What you will do
Write out the listing below again, precisely as it is given.

Entries from a pointing dataset

--- START ---

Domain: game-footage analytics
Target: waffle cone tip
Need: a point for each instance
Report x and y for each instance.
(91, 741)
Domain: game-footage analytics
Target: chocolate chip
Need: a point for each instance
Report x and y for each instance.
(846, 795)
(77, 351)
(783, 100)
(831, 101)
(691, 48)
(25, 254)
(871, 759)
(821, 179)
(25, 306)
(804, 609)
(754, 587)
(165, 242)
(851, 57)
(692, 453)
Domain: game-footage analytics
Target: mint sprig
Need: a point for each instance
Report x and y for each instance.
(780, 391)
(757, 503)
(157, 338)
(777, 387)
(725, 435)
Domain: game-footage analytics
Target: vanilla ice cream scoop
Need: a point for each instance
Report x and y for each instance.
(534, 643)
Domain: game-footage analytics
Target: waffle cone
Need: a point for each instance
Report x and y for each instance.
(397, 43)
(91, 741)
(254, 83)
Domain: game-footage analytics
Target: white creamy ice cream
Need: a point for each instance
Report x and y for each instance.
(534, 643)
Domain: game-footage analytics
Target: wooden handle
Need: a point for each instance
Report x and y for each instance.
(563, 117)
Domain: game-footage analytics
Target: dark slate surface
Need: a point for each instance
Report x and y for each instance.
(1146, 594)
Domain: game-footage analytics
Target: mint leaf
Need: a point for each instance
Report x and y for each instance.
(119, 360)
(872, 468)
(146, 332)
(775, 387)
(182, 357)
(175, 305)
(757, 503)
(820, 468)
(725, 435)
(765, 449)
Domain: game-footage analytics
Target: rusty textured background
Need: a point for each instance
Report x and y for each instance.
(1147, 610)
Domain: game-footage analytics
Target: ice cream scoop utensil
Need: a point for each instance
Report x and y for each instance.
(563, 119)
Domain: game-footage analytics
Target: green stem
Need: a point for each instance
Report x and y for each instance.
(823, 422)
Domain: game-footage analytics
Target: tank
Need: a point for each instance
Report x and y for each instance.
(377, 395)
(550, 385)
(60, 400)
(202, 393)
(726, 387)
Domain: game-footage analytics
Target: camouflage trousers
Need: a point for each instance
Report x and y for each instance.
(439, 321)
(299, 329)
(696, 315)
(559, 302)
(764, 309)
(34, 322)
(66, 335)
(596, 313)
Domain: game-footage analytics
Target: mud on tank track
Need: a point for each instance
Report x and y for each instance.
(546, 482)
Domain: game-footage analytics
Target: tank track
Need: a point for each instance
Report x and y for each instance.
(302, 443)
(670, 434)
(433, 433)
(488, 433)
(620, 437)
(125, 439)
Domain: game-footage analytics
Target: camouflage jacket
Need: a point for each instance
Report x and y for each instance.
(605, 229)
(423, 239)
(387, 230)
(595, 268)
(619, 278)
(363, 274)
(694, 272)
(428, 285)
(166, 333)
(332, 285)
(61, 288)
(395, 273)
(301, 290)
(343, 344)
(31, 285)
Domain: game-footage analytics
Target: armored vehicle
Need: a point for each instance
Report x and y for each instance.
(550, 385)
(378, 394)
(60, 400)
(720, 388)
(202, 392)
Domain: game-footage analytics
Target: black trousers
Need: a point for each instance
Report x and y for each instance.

--- END ---

Expected output
Domain: game-footage analytics
Target: waffle cone tip
Need: a point for each instance
Report x and y for each instance.
(91, 741)
Domain: game-footage analytics
Target: chocolate chip
Need: a point for each instance
Report x and y for each instance.
(846, 795)
(77, 351)
(783, 100)
(831, 101)
(691, 48)
(25, 254)
(871, 759)
(821, 179)
(25, 306)
(804, 609)
(754, 587)
(165, 242)
(851, 57)
(692, 453)
Domain: game-footage analytics
Target: mint sprig
Need: a point for each instance
Report x and y for each instance.
(780, 391)
(757, 503)
(157, 338)
(777, 387)
(725, 435)
Domain: game-footage analytics
Target: vanilla ice cream scoop
Need: a point for each instance
Report x and y for each instance.
(534, 643)
Domain: game-footage analytics
Target: waffle cone
Need: a point for each instance
Report x and y for each instance.
(397, 43)
(91, 741)
(254, 83)
Domain: game-footage analytics
Target: white creamy ice cream
Need: a point for each instance
Report x and y for each instance.
(534, 643)
Domain: game-footage analytics
Target: wooden handle
Need: a point for each instance
Report x and y for each instance.
(563, 117)
Domain: game-footage analytics
Target: dark slate surface
Need: a point for each instance
Report x and y for each instance.
(1146, 594)
Domain: game-footage analytics
Target: mint leaf
Need: a point for each instance
Report x and y for each instance.
(119, 360)
(872, 468)
(146, 332)
(775, 387)
(182, 357)
(175, 305)
(757, 503)
(820, 468)
(725, 435)
(765, 449)
Domain: game-footage analytics
Target: rusty textured background
Need: a point for each instance
Report x and y for each instance.
(1147, 610)
Domain: game-footage analytics
Target: ice cream scoop utensil
Need: a point for each instance
Report x and y for each instance.
(563, 119)
Domain: game-footage analytics
Target: green stem
Need: a point for each instance
Report x and y for each instance.
(823, 422)
Domain: game-footage analytics
Target: tank
Need: a point for each instance
Report x and y for each instance.
(377, 395)
(550, 385)
(60, 400)
(202, 393)
(726, 387)
Domain: game-footage analytics
Target: camouflage trousers
Need: a point for each instance
Report x and y for each instance.
(439, 321)
(299, 329)
(696, 315)
(559, 302)
(764, 309)
(34, 322)
(66, 335)
(596, 313)
Domain: game-footage analytics
Target: mud on tank track
Need: a point for each instance
Report x and y for each instance.
(546, 482)
Domain: game-footage analytics
Target: tank track
Need: a point for each instance
Report x and y for each instance.
(302, 443)
(670, 434)
(433, 433)
(488, 433)
(620, 437)
(125, 439)
Domain: game-footage analytics
Target: camouflage jacket
Need: a point for each instance
Report x and y for each instance.
(605, 229)
(423, 239)
(387, 230)
(595, 268)
(619, 278)
(363, 274)
(694, 272)
(428, 285)
(166, 333)
(332, 285)
(61, 288)
(395, 273)
(301, 290)
(343, 344)
(31, 285)
Domain: game-footage analytics
Target: armored vehicle
Need: a point for each instance
Report x and y for each instance.
(550, 385)
(378, 394)
(60, 400)
(720, 388)
(202, 392)
Domain: game-footage analytics
Target: black trousers
Need: a point for each instance
Report x and y for each instance.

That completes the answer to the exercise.